Source:
┏━━
Remote sites rarely fail because solar “does not work.” They fail because the system is underspecified, poorly integrated, hard to maintain, or impossible to troubleshoot at scale.
That is exactly the gap ModX1 is designed to close.
ModX1 is a compact solar and battery power system built for small-scale remote loads like environmental monitoring, SCADA, wireless networks, telemetry, and similar field deployments. It is supplied as an integrated, installation-ready cabinet, so you are not starting from a pile of parts, mismatched firmware, and site-built uncertainty.
From an engineering perspective, the real advantage is not “solar plus storage.” It is reduced integration risk and higher repeatability. When you are deploying dozens of cabinets across a region, the cost of variability becomes bigger than the cost of hardware.
ModX1 puts standardisation first: a defined cabinet form factor, a defined component stack, a defined monitoring pathway, a defined mounting approach, and a controlled set of options.
┗━━
Exercise requirements:
**1)** Do the following statements agree with the ModX1 text above? For each, answer yes or no and quote the words of the text that decide it.
(a) ModX1 is supplied as separate parts to be assembled at the site.
(b) When dozens of cabinets are deployed across a region, the cost of variability becomes bigger than the cost of hardware.
(c) ModX1 is built for large-scale remote loads.
**2)** Carry on the ModX1 text above, beginning after its last sentence.

Information supplied:
┏━━
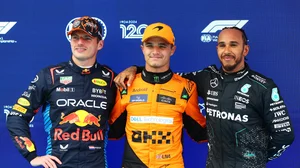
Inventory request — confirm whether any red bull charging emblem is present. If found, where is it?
[54,110,104,141]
┗━━
Responses for each task:
**1)**
(a) No: "It is supplied as an integrated, installation-ready cabinet"
(b) Yes: "When you are deploying dozens of cabinets across a region, the cost of variability becomes bigger than the cost of hardware."
(c) No: "built for small-scale remote loads"

**2)**
The Real Field Problems ModX1 Is Built to Solve
1) DIY remote cabinets cost more than the BOM suggests
A “from-scratch” build seems simple until you account for:
- compatibility checks between battery, MPPT, comms hardware, and monitoring
- panel mounting design and mechanical drawings
- cabinet layout, heat management, and cable routing
- documentation, FAT, commissioning, and handover packs
- repeatability across changing site conditions
ModX1 is positioned to remove those unknowns by shipping as a complete integrated system, not a kit. Valen highlights a factory-designed configuration intended to deploy without costly footings or custom builds.
2) Troubleshooting without visibility is a truck-roll machine
If your only “monitoring” is a battery voltage reading when someone visits the site, you are operating blind.
ModX1 is built around remote monitoring and visibility, with an integrated EMS and compatibility with Victron remote monitoring pathways (VRM platform).
That matters because the majority of operational cost sits in travel, not equipment replacement. The moment you can confirm state of charge trends, charge controller behaviour, and load patterns remotely, you start managing by exception instead of by routine.
3) Install complexity slows programs and increases risk
Valen’s design approach emphasises fast, low-complexity installation, including ground-level solar panel installation in the ModX1 workflow and simplified handling by keeping component weights under 80 kg for transportation and deployment.
This is not just convenience. It affects schedule risk, WHS planning, and the type of crews required on site.
Inside ModX1: What You Are Actually Deploying

At a high level, ModX1 integrates:
- solar generation
- MPPT charge control
- LiFePO4 battery storage
- DC output rails (12V and 24V as standard, with AC optional)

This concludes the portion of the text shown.